> [Task directions] Return exactly the lines that run from the one containing "Target: bird perched on branch" to the end of the entries, with both ends included.

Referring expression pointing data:
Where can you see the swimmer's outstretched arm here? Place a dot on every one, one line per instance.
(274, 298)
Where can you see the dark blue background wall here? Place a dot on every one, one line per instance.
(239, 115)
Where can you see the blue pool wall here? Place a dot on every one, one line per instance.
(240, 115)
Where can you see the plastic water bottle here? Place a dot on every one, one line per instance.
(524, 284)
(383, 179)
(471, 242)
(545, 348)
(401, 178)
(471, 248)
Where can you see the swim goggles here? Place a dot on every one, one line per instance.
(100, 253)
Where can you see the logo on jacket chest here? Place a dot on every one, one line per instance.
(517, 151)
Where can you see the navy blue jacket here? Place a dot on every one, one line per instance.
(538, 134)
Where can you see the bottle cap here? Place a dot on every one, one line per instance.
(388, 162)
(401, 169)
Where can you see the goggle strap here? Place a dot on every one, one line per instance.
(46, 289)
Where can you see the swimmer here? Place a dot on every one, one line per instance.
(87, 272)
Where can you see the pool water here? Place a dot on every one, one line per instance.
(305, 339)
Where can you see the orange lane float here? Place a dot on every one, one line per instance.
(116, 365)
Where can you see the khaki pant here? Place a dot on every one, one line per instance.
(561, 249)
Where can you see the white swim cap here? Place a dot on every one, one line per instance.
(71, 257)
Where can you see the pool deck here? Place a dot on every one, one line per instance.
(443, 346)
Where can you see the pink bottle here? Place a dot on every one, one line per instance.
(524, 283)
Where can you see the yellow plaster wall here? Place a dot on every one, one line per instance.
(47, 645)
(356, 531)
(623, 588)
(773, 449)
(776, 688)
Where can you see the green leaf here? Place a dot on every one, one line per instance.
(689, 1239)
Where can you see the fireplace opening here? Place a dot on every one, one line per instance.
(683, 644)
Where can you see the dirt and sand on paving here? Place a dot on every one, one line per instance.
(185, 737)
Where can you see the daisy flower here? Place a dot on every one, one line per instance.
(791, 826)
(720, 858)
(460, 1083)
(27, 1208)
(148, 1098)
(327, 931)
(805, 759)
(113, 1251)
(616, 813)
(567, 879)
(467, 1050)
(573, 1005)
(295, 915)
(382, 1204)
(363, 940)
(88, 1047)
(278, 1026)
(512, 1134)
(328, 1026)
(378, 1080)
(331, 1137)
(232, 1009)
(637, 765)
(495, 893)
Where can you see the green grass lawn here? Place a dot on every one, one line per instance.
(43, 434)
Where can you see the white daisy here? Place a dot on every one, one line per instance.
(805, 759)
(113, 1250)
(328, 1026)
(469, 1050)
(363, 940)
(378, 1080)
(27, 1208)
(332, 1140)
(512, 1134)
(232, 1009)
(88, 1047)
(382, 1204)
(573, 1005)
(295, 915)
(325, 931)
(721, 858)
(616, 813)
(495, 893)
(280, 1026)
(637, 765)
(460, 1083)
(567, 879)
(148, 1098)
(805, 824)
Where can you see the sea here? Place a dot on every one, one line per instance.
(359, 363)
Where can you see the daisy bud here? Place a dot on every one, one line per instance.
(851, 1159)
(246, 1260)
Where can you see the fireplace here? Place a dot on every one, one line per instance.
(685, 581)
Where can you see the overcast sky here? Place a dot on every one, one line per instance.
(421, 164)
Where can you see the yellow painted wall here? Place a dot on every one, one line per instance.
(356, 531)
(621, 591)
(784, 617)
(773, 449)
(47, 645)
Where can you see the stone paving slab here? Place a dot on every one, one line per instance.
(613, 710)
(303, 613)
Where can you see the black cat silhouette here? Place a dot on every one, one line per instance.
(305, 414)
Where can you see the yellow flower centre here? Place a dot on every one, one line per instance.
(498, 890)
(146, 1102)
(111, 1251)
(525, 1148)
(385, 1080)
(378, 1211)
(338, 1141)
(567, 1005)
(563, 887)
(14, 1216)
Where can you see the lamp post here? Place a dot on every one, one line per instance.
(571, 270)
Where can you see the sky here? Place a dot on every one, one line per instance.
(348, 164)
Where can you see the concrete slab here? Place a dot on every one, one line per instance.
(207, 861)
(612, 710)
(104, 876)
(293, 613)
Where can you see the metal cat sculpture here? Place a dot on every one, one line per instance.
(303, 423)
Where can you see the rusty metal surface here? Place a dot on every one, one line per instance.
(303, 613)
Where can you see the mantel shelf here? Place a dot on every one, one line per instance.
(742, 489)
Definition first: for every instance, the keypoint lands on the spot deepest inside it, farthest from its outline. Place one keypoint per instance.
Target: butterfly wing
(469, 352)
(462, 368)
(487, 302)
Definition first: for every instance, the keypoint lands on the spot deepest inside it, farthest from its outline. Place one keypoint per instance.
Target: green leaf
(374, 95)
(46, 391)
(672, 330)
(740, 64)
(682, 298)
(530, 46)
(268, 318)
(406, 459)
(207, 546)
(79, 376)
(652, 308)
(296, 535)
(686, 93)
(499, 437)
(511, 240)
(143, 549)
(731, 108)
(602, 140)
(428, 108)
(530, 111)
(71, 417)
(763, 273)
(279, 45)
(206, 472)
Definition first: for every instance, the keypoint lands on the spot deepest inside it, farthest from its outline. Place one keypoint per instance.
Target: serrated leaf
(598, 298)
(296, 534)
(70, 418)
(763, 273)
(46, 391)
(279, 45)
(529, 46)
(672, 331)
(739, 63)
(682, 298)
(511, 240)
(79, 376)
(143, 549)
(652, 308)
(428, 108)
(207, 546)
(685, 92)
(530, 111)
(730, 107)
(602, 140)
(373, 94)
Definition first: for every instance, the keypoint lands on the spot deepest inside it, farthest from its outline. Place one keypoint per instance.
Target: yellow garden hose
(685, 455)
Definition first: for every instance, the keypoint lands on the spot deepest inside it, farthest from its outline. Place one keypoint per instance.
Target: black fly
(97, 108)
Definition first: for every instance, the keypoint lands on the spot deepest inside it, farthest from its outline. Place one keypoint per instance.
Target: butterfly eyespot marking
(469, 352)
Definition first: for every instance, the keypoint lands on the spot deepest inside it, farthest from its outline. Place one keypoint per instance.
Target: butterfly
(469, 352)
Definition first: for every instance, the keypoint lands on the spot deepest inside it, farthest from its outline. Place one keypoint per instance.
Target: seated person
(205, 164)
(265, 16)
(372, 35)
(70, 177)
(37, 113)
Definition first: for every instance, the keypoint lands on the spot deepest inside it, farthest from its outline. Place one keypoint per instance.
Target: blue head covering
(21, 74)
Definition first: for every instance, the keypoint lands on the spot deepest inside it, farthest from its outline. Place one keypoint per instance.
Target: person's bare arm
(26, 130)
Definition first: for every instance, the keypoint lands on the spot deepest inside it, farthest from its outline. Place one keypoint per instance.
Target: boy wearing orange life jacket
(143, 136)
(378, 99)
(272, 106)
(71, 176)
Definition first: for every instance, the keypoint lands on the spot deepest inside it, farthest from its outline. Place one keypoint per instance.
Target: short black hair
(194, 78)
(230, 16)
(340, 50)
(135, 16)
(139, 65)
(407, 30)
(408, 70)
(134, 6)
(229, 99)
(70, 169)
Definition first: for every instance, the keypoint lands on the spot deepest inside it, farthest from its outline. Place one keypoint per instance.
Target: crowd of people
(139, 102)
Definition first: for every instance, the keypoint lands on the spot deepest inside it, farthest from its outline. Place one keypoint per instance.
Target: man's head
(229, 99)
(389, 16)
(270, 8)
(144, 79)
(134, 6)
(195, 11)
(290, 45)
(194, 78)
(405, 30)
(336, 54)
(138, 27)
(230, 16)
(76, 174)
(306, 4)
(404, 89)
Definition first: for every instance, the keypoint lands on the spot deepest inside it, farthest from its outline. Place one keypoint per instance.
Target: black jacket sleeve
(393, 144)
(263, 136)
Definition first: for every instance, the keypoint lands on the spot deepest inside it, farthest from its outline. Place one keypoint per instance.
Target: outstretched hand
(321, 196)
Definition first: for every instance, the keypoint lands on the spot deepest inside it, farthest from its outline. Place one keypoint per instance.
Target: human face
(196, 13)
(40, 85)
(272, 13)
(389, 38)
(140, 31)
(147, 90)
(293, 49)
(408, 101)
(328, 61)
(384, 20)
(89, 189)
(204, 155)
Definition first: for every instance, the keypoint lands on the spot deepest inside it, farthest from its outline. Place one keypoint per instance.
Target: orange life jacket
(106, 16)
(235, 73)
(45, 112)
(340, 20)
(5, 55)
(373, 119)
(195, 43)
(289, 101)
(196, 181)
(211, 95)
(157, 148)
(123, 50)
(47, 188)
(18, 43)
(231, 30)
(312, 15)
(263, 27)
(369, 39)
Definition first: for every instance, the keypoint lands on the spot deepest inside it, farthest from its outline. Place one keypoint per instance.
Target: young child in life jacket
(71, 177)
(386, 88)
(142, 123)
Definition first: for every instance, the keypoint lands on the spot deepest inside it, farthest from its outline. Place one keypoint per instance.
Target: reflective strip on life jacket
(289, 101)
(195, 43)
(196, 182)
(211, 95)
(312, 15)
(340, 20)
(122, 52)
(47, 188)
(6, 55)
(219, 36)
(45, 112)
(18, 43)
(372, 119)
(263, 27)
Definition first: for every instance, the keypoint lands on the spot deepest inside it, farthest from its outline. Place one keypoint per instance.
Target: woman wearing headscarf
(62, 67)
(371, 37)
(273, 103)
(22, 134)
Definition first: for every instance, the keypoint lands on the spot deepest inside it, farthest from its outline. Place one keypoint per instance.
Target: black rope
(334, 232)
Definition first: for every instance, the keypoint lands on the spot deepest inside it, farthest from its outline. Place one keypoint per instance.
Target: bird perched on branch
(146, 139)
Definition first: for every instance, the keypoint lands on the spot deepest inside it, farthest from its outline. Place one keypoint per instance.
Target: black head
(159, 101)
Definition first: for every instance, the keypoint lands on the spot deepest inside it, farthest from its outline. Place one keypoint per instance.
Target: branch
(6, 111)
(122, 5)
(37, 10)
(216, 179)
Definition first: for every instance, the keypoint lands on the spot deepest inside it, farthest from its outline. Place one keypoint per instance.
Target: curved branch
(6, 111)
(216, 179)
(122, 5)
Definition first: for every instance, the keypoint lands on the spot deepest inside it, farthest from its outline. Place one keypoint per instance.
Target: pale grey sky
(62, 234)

> [Task response]
Target: bird perched on branch
(146, 139)
Definition first: for every instance, the keypoint lands on the spot deepest inside it, farthest from its outline. Place one keypoint per instance.
Target: black head
(159, 101)
Definition first: for every instance, the keypoint lands on the spot deepest inside it, farthest from its outline. Place one keypoint per instance.
Target: branch
(6, 111)
(122, 5)
(37, 10)
(216, 179)
Definition first: for every instance, the keypoint lands on the spot deepest inside it, farthest from its outline. Place one keypoint per instance.
Target: curved branch
(6, 111)
(216, 179)
(122, 5)
Definition first: for every instance, the keypoint lands on the spot deepest inside it, farthest from its outline. Place one keypoint per instance.
Target: pale grey sky
(62, 234)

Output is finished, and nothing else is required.